Saved entries
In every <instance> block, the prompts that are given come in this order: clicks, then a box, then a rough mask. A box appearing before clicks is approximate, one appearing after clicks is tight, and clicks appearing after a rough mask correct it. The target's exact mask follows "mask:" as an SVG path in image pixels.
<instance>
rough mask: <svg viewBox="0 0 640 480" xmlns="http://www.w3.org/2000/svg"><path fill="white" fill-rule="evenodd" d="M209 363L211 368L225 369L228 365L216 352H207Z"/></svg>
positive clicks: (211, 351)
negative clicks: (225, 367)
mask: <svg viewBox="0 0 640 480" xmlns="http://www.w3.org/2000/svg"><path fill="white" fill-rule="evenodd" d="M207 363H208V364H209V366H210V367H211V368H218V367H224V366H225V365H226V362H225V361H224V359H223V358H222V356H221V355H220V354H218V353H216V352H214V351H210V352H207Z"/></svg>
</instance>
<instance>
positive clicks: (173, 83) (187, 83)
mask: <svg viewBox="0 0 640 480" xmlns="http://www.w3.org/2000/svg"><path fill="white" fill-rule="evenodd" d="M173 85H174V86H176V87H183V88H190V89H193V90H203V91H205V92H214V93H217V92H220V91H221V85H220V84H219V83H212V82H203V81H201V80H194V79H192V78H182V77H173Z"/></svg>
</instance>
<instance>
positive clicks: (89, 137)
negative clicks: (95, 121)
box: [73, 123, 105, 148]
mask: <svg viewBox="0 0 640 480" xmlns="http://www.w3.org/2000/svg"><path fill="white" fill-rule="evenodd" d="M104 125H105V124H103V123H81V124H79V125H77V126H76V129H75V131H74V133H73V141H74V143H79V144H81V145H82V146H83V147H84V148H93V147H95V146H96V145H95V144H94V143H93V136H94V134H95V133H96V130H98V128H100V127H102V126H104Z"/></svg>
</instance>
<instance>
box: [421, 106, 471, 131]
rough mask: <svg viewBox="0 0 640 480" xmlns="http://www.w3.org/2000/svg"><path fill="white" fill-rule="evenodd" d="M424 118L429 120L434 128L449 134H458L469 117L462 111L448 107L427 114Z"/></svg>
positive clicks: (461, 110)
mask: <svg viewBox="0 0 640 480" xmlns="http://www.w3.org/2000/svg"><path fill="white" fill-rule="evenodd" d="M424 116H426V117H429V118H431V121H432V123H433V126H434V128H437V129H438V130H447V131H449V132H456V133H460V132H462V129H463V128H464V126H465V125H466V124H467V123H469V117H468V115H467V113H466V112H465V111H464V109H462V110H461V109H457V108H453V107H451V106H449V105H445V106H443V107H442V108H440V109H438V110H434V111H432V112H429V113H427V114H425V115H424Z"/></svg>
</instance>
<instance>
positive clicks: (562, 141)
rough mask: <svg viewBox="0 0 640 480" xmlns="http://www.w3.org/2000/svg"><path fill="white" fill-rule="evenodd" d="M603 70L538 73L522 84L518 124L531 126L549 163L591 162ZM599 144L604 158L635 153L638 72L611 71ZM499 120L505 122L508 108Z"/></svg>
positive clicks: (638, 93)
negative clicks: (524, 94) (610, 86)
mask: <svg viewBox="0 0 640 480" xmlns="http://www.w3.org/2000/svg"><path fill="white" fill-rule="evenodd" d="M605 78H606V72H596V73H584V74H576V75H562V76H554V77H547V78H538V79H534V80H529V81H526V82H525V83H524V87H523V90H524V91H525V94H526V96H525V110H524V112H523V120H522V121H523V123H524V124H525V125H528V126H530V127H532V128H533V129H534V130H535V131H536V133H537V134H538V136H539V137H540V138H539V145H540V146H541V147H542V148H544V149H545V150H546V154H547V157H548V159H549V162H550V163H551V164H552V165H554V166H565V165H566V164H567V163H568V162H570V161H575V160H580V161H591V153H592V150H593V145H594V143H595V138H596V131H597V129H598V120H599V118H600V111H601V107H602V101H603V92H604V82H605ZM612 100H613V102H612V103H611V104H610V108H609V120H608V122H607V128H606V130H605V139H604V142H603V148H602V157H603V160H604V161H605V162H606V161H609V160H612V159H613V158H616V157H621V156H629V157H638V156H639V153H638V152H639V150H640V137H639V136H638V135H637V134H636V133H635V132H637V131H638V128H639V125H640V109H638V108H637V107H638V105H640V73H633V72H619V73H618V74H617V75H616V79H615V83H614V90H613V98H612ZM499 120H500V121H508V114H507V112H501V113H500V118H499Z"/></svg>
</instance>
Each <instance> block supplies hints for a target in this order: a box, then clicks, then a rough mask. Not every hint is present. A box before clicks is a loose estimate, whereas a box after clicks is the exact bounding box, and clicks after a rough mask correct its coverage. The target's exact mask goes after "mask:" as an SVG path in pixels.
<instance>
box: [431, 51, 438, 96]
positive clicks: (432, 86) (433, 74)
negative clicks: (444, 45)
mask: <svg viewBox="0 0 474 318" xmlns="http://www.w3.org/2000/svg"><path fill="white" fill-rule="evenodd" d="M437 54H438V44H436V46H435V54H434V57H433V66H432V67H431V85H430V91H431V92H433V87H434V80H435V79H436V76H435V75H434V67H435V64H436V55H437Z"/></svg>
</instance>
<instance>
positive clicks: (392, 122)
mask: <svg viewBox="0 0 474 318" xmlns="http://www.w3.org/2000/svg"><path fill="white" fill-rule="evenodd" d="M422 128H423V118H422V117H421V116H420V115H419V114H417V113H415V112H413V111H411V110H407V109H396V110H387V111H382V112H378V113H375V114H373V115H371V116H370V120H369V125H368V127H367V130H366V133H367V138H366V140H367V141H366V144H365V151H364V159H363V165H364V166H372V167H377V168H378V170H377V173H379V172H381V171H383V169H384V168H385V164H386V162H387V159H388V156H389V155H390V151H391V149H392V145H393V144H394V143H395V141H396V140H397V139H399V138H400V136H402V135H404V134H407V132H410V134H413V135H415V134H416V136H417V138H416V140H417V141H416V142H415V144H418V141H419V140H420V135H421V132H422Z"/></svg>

-- Task details --
Take every line from the data that contains the word "correct".

-- Answer to the problem --
In every <instance> block, the prompts that are given come in this order: clicks, then a box, then a rough mask. A box appearing before clicks is approximate, one appearing after clicks is tight, and clicks appearing after a rough mask correct it. The target's exact mask follows "mask:" as an SVG path in image pixels.
Each <instance> block supplies hints for a target in this order: a box, then clicks, then a rough mask. Not every hint is present. A box before clicks is a loose estimate, whereas a box after clicks is the exact bounding box, and clicks after a rough mask correct its coverage. The target's exact mask goes after "mask:" as an SVG path in pixels.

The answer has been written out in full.